• _REQUIREMENTS_:
**A)** Return the passage of the Grand Design interview from "The X-Men are" to "Grand Design together?", copied word for word.
**B)** Resume the Grand Design interview from the point where it stops.

======== DOCUMENT TEXT ========

The X-Men are notorious for having some of Marvel’s most convoluted plot lines. How have you gone about picking and choosing which of those to keep and which of those to jettison as you’ve been putting Grand Design together?

Piskor: It’s all based on kind of my own tastes. Even as a boy I had trouble with a lot of the narrative stuff that happened in X-Men comics when I was younger. I remember thinking that maybe I’d understand it better when I was older, maybe I wasn’t smart enough yet. Maybe this is why I see adults reading this comic as well. But you know, I’ve revisited that stuff a lot and some of it just doesn’t work.

But another one of my major motivations with this book is that is that I really can’t point to an excellent comic to give somebody who’s interested in the X-Men, but never really gave it a shot because because no matter what, there’s all this baggage that comes with any issue you give them. So I’m kind of personally in the business of making the things I want to exist. That was that was the motivation with the Hip-Hop Family Tree comic, and [Grand Design] is something that I could present to a person who’s curious about the X-Men, but they don’t have the time, money, or the access to read 8,000 pages of comics.

X-Men: Grand Design Wants To Save Marvel’s Mutants From Themselves

What particular parts of X-Men history did you know you wanted to include in Grand Design? 

Piskor: So, the idea for the series is to try to get it all in there. Certainly, the easiest issue to put together is the third issue, because it covers the New X-Men when Colossus, Wolverine, and Storm were the new gimmick. I also wanted to get the new teams from Giant-Sized X-Men #1 up to the death of Phoenix. That’s just like the primo, Golden Age run — those 40 or 50 issues from like #94 to #137. So that was the fun stuff.

Now it’s an exercise in trying to get a lot of stuff into each issue, because not only do I have the X-Men to deal with, but I have New Mutants comics, I have X Factor right on the horizon. And that just adds to the research load to try to find an arc to make all this stuff work. So all the classic stuff is going to be here: “Days of Future Past,” the “Mutant Massacre,” “Follow the Mutants,” “X-Tinction Agenda.”

How, if at all, will Grand Design tie into Marvel’s other ongoing series? Or do you consider this a one-off?

Piskor: Having it be part of canon or something like that was never part of the discussion. I don’t know any of the current books that are happening — I just haven’t read any comics from the Big Two in, honestly, maybe 20 years. This is more of a standalone thing that I live and die by.

If you had your druthers, who’s an X-Men character that you’ve always wanted to write, and what are your ideas for them?

Piskor: I do have some ideas here and there, but whenever I have some truly amazing ideas, my instinct is to always just make my own comic. I put on my writer hat and my letterer hat and my illustration hat and I can make something that I own lock, stock, and barrel. You said, “If I had my druthers, what would I do,” and it would literally be this project. I don’t know that I have anything else to give to Marvel. If I’m going to do work for hire, I’m only going to do dream projects, and this is the thing that came to mind. Maybe something else will come up in the future but I’m full steam ahead on this.

In working on Grand Design, you’ve been looking at how the X-Men characters evolved and developed their cultural staying power. What is it about the X-Men that’s made them the icons that they are today?

======== RECORD LIST ========

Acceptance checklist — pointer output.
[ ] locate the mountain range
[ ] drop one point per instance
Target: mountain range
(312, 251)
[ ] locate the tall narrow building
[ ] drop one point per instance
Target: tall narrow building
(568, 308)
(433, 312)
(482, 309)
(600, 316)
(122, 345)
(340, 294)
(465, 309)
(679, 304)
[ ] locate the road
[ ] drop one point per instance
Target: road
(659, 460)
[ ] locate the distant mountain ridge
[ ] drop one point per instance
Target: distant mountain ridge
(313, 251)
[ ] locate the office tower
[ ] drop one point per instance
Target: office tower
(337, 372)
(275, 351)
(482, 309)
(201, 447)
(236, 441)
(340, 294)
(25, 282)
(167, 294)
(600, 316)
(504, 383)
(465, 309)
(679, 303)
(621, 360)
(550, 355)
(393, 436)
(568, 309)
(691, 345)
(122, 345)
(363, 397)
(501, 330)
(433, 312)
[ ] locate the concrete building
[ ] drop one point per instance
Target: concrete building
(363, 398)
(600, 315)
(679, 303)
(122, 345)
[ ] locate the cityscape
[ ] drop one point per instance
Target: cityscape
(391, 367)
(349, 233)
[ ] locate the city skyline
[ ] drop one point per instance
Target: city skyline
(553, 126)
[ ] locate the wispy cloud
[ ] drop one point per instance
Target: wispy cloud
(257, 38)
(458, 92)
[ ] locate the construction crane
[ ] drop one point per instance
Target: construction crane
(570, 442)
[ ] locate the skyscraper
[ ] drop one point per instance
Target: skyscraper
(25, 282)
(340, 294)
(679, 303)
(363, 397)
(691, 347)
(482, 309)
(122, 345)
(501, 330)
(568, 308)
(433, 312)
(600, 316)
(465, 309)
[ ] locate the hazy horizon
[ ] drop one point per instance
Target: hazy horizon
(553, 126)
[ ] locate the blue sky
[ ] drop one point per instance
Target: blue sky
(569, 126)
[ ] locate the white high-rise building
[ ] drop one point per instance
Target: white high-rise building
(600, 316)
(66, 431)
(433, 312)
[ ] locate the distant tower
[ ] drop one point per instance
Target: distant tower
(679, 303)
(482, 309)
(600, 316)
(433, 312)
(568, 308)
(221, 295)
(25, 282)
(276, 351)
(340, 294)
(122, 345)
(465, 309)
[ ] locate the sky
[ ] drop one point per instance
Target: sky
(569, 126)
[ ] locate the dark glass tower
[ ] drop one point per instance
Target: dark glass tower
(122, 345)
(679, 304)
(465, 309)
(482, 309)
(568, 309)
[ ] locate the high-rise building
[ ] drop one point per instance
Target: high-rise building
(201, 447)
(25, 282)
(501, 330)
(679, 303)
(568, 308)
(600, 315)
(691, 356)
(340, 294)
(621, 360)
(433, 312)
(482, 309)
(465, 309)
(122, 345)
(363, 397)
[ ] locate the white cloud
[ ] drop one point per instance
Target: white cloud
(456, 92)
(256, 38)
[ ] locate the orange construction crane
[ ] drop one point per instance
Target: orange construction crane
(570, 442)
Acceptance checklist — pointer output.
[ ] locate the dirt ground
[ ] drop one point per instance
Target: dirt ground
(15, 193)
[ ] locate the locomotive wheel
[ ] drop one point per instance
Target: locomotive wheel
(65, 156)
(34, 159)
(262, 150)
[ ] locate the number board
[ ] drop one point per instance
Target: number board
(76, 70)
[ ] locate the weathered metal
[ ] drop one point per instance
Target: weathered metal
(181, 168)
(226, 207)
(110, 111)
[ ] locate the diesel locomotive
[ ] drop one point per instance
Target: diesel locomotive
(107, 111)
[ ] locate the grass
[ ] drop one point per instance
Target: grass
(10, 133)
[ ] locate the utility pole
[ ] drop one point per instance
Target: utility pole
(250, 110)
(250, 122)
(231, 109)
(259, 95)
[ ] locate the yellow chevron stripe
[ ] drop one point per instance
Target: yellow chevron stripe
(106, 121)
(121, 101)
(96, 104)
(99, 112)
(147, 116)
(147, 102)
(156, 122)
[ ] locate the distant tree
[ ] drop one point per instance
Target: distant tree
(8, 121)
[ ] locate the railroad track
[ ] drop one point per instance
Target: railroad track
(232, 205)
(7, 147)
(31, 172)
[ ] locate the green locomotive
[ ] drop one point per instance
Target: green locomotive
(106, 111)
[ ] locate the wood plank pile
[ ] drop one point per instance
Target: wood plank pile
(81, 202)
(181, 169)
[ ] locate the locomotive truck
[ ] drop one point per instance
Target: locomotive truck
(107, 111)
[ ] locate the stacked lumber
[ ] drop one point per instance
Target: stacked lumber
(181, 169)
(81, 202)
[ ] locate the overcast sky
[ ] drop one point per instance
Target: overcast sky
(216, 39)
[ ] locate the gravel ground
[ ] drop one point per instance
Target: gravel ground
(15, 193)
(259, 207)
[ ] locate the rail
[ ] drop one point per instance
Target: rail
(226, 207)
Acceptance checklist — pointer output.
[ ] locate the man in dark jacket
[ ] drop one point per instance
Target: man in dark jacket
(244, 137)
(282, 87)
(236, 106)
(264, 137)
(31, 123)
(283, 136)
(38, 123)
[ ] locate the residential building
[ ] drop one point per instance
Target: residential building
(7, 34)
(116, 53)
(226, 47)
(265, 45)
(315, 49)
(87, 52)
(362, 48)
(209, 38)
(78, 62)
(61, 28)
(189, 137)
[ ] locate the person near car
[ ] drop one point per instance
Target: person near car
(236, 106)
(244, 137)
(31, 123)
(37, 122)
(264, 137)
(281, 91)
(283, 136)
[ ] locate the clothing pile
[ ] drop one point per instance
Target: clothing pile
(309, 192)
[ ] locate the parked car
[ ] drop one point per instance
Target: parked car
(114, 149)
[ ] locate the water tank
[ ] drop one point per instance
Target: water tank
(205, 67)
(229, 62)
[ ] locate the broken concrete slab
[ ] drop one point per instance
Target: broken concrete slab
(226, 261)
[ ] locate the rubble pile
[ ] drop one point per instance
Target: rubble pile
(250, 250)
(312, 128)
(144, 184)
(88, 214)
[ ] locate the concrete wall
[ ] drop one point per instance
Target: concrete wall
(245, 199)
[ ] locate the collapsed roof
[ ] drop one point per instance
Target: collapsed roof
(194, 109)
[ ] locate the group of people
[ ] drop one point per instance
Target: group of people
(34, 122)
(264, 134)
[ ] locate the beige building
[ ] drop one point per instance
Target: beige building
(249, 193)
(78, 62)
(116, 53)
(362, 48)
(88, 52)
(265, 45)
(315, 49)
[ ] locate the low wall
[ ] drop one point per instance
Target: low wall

========

• _RESPONSES IN ORDER_:
**A)**
The X-Men are notorious for having some of Marvel’s most convoluted plot lines. How have you gone about picking and choosing which of those to keep and which of those to jettison as you’ve been putting Grand Design together?

**B)**
Piskor: I really can’t speak for much beyond his era, but the thing about Chris Claremont… he and his creative partners were extremely generous in kind of building a new wing on the Marvel enterprise. They created a lot of fresh characters and I just don’t know if that’s done in quite the same way.

In the comics, you mean?

Piskor: It seems that many creators have a bunch of books that they’re working on for the paycheck but then will do [much more] with their Image book that they own. And I think people are a little more withholding on the corporate stuff, which I understand. I don’t know that I would create new characters for the Big Two.

But I think that those guys back in the ’70s, ’80s, and early ’90s, I think they put so much of themselves into the work and they just exhausted their imaginations trying to bring a lot to the table. And it just really stuck.

X-Men: Grand Design Wants To Save Marvel’s Mutants From Themselves

Let’s talk about fans.

Piskor: Let’s.

There’s no way you’re finishing something like Grand Design without cutting things that some fans love. Have you prepared for the backlash?

Piskor: Whenever you take over a title, the fans want certain things. They want, like, Jean Grey to die and come back. It’s an arc you have to do because the fans demand it. Creatively, I’m pretty new to this to this world of mainstream fandom, so I’ve sort of battened down the hatches and removed some of the access to me.

Are there any parts of Grand Design that you think would get fans in their feelings about stuff in a negative way?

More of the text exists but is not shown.